--- Brano di testo ---
Bang bang, brum brum
Slow motion a go go, lotte all'ultimo sangue in corridoi assurdamente stretti, spericolati inseguimenti su quattro ruote fino all'ingiustificabile resa dei conti finale, dove tutti i contendenti si ritrovano senza validi perché sul medesimo yacht alle prese con una situazione di stallo tragicomica e molti di loro vengono banalmente eliminati senza un minimo di pathos, buoni o cattivi che siano. E che dire della panoramica conclusiva sul nostro Frank Martin, sguardo tormentato verso l'orizzonte, all'insegna di una serietà fuori luogo e poco affine a un personaggio che era apprezzabile per ben altri motivi. Il padre dongiovanni interpretato dal compianto Ray Stevenson risulta paradossalmente l'elemento migliore, un personaggio piacione e incurante di quel che gli accade intorno, summa perfetta di un film che se ne sbatte della coerenza, mancando più o meno volutamente di rispetto per i fan del franchise che si attendevano ben altro.

--- Esercizio assegnato ---
Secondo il brano, quale elemento del film risulta paradossalmente il migliore?

--- Dati ---
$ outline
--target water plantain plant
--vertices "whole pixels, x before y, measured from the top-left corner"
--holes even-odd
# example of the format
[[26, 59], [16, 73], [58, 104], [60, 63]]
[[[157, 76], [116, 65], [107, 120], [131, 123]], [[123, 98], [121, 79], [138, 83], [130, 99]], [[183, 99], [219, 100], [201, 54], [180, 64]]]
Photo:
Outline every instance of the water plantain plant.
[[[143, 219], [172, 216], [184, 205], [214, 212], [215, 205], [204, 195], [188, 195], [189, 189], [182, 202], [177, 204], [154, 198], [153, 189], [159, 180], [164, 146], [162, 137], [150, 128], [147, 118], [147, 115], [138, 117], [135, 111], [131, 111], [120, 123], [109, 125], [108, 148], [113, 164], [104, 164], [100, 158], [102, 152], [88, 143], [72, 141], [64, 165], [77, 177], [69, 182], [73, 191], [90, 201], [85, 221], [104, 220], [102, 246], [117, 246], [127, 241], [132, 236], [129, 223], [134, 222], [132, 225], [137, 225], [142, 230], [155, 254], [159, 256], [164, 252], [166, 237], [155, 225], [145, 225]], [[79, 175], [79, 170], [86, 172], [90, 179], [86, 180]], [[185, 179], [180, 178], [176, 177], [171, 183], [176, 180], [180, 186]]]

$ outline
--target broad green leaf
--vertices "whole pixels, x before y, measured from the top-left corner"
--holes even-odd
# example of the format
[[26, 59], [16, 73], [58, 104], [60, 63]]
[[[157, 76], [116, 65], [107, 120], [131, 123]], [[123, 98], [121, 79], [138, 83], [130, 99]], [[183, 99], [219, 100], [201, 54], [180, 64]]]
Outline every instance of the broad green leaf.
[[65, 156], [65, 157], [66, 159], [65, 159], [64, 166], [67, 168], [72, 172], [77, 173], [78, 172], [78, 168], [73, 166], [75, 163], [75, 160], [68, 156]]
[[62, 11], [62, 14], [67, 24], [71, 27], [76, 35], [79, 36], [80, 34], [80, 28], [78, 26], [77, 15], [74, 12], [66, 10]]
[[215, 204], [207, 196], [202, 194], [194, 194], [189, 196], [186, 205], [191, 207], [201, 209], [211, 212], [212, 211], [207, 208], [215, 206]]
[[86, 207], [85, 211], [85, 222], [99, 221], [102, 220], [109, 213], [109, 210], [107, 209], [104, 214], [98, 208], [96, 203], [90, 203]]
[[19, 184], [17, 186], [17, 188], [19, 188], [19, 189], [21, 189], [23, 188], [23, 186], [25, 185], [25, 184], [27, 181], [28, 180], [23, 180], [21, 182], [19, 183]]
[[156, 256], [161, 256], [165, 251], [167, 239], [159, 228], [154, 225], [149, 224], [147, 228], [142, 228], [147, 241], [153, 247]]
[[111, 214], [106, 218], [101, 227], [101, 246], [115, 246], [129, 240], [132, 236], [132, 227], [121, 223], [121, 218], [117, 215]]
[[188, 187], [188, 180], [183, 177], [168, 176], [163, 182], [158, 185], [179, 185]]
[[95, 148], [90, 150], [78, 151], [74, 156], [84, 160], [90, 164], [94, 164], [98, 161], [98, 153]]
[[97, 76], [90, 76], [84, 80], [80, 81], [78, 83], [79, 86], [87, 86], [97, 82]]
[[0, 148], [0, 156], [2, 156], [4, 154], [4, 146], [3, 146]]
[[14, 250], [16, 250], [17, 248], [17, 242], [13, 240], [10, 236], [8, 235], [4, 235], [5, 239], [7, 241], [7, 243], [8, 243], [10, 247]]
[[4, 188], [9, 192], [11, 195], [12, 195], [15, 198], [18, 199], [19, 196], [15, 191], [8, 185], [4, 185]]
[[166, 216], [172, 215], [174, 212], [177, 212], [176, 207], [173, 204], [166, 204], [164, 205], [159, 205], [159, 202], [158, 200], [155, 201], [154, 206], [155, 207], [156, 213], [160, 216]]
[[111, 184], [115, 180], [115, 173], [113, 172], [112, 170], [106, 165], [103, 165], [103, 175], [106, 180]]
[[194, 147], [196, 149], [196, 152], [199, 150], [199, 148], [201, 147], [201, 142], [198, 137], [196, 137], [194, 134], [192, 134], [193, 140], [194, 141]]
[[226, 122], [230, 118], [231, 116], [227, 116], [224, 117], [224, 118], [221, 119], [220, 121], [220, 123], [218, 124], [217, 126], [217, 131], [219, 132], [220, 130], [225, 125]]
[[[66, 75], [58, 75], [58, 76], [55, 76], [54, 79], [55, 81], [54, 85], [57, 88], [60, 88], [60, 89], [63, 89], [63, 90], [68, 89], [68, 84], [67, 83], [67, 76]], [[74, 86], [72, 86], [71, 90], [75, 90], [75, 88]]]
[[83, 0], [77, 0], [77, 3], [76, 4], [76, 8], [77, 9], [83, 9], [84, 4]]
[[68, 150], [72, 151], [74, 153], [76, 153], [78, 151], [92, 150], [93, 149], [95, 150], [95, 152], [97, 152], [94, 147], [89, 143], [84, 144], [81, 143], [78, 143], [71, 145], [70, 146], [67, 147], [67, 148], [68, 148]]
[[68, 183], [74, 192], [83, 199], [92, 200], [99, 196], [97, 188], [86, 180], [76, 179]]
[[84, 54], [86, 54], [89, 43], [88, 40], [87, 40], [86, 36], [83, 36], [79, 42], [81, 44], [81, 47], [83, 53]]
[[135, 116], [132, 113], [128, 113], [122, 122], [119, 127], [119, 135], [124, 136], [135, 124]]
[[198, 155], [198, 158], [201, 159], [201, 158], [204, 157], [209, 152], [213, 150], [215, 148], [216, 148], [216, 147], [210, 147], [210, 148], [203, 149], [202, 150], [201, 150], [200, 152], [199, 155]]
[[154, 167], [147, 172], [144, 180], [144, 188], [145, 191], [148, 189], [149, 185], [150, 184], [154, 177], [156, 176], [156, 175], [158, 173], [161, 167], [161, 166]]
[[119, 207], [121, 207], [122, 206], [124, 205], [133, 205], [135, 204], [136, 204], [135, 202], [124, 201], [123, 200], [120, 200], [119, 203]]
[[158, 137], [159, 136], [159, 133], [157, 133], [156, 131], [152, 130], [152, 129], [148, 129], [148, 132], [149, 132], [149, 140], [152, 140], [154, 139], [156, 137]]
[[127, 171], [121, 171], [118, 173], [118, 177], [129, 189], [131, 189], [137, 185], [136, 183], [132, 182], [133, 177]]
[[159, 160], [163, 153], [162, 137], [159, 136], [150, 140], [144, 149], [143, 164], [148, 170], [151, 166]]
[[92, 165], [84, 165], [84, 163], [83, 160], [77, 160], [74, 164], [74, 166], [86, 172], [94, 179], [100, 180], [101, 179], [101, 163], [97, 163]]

--- Esercizio svolto ---
Il padre dongiovanni interpretato da Ray Stevenson.